--- START OF Working data ---

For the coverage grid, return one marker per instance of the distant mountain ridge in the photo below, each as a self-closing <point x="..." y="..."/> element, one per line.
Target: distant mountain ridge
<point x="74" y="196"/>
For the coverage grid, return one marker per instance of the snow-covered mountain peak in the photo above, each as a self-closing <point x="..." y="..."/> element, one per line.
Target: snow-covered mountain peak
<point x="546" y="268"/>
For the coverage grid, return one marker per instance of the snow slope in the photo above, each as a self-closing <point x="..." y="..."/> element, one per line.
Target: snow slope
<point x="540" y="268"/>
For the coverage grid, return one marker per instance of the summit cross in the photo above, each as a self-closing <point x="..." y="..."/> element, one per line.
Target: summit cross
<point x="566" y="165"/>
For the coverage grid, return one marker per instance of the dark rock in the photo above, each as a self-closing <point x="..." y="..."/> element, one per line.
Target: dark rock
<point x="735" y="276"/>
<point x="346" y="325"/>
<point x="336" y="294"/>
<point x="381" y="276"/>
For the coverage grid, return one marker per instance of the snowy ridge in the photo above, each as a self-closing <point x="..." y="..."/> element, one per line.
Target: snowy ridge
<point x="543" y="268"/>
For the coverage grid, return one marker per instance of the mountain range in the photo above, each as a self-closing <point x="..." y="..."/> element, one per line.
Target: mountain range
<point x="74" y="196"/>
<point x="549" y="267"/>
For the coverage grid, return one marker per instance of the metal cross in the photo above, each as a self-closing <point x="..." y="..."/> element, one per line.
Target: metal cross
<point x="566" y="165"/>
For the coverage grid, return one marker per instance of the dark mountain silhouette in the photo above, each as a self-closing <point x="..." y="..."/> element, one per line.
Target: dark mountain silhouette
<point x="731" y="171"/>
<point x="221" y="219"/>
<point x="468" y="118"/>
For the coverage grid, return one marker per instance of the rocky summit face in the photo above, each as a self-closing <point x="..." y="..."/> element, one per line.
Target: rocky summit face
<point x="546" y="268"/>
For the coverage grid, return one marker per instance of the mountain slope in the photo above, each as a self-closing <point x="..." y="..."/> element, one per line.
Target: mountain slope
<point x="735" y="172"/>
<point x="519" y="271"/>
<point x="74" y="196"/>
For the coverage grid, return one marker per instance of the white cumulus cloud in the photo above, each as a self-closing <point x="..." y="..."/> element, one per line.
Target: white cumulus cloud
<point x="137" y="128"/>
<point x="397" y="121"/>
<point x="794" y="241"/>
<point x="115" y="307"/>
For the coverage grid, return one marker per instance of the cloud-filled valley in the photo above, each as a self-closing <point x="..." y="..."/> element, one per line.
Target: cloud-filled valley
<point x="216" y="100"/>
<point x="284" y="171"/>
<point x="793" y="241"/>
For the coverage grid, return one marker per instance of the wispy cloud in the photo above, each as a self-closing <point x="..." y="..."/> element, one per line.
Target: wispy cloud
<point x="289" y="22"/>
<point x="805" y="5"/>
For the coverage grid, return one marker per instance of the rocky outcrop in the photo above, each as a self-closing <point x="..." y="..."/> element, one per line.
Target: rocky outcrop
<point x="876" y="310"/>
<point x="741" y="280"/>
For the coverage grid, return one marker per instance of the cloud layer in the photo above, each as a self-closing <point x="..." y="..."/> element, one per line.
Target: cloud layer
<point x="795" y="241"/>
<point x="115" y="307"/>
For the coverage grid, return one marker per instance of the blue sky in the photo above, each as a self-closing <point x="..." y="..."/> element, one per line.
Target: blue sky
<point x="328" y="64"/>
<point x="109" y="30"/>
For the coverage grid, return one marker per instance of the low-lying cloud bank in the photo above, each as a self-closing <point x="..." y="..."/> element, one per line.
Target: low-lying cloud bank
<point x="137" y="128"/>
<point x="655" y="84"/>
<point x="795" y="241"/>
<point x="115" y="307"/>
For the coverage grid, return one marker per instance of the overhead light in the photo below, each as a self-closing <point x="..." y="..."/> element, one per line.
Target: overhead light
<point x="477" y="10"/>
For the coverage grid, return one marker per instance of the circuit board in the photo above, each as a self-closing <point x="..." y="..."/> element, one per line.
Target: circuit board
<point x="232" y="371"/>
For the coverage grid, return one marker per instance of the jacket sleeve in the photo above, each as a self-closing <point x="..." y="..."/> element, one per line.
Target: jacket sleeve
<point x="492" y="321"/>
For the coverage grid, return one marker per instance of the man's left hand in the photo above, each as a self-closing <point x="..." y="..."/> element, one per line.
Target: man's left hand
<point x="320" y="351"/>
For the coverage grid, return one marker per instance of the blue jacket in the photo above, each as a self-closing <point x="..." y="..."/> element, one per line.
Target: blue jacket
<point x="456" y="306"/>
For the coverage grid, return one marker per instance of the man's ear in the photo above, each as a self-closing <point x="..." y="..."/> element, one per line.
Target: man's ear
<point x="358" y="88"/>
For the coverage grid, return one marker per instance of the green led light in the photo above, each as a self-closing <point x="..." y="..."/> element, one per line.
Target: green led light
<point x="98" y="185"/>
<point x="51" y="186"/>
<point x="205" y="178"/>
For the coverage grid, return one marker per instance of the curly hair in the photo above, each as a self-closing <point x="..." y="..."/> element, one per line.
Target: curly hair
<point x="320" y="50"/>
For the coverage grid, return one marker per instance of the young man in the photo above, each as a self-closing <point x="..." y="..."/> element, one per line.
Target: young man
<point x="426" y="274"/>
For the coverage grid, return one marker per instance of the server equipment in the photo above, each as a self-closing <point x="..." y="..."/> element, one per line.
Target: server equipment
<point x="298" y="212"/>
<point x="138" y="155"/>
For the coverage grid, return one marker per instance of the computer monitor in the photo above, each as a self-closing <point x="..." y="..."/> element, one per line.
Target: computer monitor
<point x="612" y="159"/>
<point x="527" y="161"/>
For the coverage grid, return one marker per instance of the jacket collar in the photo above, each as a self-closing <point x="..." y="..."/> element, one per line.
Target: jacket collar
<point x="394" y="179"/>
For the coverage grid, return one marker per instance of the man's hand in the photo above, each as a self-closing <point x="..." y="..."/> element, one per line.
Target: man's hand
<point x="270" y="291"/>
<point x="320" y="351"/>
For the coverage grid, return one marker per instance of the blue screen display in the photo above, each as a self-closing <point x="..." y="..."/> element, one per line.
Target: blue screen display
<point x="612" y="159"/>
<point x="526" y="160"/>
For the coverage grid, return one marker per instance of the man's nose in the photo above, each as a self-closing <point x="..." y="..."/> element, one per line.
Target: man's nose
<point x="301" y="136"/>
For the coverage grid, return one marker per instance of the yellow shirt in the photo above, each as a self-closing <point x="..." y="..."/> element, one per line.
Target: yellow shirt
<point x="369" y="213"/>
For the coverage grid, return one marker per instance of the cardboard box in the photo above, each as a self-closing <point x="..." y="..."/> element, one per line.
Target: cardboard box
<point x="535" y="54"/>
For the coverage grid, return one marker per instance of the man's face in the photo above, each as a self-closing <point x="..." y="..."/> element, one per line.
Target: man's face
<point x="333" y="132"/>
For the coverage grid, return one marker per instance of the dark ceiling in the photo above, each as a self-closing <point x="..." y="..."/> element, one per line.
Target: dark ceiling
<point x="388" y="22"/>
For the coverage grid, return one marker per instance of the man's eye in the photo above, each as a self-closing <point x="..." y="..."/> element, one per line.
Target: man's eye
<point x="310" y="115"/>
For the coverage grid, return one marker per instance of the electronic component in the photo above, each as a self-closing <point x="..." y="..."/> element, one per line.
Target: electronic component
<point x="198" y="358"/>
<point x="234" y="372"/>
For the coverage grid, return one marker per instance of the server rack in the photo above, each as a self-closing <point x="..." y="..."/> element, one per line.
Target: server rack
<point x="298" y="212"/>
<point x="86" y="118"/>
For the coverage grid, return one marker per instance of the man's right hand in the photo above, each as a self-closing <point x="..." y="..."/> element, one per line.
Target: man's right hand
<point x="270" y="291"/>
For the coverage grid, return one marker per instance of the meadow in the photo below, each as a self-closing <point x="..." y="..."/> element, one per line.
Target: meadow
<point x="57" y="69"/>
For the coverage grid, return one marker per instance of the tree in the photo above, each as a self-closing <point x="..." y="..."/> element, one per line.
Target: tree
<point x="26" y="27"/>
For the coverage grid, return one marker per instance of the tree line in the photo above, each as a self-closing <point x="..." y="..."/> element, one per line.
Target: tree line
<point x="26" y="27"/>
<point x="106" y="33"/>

--- END OF Working data ---

=== Work required ===
Reproduce exactly the line containing "of the meadow" and every line after it through the end of the records above, and nothing else.

=== Result of the task ===
For the coverage grid, return one marker per instance of the meadow in the photo below, each as a self-closing <point x="..." y="..."/> element, one per line.
Target: meadow
<point x="57" y="69"/>
For the coverage grid, return one marker per instance of the tree in the photo above, each as a self-closing <point x="..." y="..."/> element, one per line.
Target: tree
<point x="26" y="27"/>
For the coverage grid, return one marker per instance of the tree line in the photo above, each as a self-closing <point x="..." y="..."/> element, one per line.
Target: tree line
<point x="26" y="27"/>
<point x="106" y="33"/>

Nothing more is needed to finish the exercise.